(Excerpts of labeled region data)
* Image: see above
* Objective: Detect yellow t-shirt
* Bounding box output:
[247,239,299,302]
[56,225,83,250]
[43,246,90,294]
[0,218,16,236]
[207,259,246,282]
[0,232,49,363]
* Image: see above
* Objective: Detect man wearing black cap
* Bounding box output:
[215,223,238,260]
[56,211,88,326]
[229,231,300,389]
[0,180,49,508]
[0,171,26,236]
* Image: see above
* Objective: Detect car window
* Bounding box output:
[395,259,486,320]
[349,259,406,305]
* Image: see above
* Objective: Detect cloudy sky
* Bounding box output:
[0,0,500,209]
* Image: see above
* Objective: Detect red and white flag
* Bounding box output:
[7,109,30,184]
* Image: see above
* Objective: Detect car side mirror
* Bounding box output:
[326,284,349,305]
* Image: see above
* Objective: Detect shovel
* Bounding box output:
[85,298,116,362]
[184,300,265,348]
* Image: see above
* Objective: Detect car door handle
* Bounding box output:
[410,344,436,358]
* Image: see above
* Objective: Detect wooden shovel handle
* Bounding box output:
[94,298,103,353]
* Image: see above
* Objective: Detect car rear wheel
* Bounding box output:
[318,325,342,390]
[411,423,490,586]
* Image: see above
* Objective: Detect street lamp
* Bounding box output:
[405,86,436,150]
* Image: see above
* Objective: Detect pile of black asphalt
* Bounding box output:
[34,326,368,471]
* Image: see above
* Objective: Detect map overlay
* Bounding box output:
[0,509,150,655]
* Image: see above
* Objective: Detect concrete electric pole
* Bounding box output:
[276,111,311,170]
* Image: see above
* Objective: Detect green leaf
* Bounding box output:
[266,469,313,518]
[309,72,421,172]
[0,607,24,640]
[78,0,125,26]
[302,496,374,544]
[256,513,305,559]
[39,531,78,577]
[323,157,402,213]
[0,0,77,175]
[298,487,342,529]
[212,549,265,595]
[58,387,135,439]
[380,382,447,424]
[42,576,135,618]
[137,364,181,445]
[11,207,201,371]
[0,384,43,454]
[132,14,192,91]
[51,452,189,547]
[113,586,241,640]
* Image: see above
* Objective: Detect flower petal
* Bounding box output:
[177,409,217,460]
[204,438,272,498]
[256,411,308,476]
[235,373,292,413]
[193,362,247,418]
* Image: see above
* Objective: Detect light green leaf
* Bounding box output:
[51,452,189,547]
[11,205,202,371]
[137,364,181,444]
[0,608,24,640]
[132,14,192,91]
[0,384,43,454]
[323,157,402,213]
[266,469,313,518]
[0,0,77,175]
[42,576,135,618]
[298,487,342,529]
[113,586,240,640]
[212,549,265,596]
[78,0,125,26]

▶ **Problem statement**
Count the lines in the records above that contain the string "shovel", with case treated as significant, and reply with the number alone.

▶ **Reply**
2